### FRAGMENTO DE PÁGINA
------------------------------------------------------------

Dicha narrativa subyace en la disposición abierta de los estudiantes a cuestionarlo todo; que era justamente lo que más llamaba la atención de un inmigrante europeo en torno a la Segunda Guerra Mundial, observador cuidadoso de las costumbres de los medios universitarios a ambos lados del Atlántico, como era Eric Voegelin [5], quien admiraba en ellos una actitud ávida de vida, que sugería una disposición a un comenzar y un volver a comenzar permanentes. Pero quizá lo más impresionante de la apertura al mundo implícita en la actitud de preguntar es lo que supone de un alto grado de autoconfianza y de confianza en los demás, difícil de encontrar en otros muchos lares.

------------------------------------------------------------

### Elementos del conjunto de datos
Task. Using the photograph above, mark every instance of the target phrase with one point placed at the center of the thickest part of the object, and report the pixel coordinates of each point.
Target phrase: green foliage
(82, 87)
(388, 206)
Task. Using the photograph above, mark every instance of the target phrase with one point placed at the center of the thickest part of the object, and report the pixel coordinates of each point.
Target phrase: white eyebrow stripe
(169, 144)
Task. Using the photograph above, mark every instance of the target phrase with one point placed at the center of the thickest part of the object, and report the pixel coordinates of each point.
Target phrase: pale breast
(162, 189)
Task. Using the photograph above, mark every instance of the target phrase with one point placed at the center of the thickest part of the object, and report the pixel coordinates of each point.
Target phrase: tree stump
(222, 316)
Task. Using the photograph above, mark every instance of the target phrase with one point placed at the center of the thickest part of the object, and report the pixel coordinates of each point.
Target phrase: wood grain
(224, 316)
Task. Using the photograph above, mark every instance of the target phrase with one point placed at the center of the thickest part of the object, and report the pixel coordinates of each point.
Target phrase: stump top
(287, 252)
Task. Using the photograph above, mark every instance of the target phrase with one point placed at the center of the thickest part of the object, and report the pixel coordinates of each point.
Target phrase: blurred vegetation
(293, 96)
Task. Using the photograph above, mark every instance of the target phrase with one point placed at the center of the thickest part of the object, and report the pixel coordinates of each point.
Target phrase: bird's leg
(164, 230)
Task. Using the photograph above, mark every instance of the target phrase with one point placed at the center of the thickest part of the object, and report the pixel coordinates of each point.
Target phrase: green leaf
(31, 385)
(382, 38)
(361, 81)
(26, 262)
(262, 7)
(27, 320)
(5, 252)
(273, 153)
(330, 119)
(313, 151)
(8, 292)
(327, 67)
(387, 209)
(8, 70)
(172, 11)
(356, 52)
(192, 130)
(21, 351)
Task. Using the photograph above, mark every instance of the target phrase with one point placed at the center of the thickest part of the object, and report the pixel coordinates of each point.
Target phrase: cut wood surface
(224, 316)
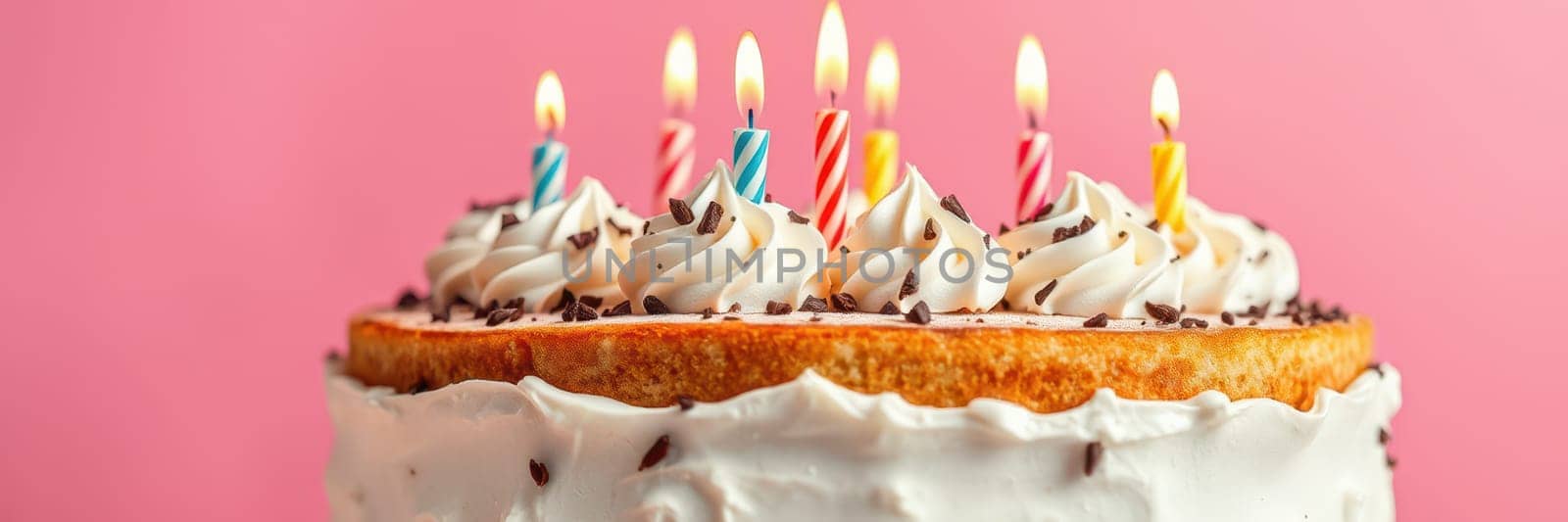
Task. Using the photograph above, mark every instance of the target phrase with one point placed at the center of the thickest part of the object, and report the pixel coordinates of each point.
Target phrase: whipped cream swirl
(1094, 255)
(914, 231)
(1231, 263)
(752, 256)
(451, 265)
(564, 247)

------------------------------------------------------------

### TAREAS DEL EJERCICIO
1. Identifica en el listado cada línea que contiene la cadena "green" y cópiala.
2. Escribe una continuación del fragmento sobre la disposición de los estudiantes a preguntar, a partir de su última oración.

### RESPUESTAS DEL EJERCICIO
1.
Target phrase: green foliage
Target phrase: green leaf

2.
Cosa muy distinta, sin embargo, de la disposición a preguntar es la capacidad de las universidades para dar una respuesta proporcionada a la pregunta. La gran ambición no es suficiente, ni lo son los recursos, ni la admiración o la envidia del resto del mundo. Hace falta también sabiduría, y una capacidad para integrar las diferencias que no sería sino volver a la definición originaria de la universidad como unidad de lo diverso. Y claro es que quien dice sabiduría dice humildad; humildad, entre otras cosas , para atender y entender la sociedad de cuya vida moral se nutre, y las sociedades del resto del mundo y del pasado, no como proyecciones de la propia experiencia sino como variaciones de una experiencia humana común.

__________________

 [1] En 1998, sólo el 27% de los estudiantes de los colleges públicos (y el 50% de los privados) terminó sus estudios en el tiempo previsto. Sobre la inflación de las calificaciones, ver Lucas (1994); sobre el paso de undergraduates por varios colleges, ver Zernike (2006).
[2] Sommer (1994), Bartley III (1990), Lucas (1994).
[3] MacIntyre (1990); una variedad de esta crítica puede verse en la polémica sobre el multiculturalismo (ver Marriott [1992], D’Souza [1991]).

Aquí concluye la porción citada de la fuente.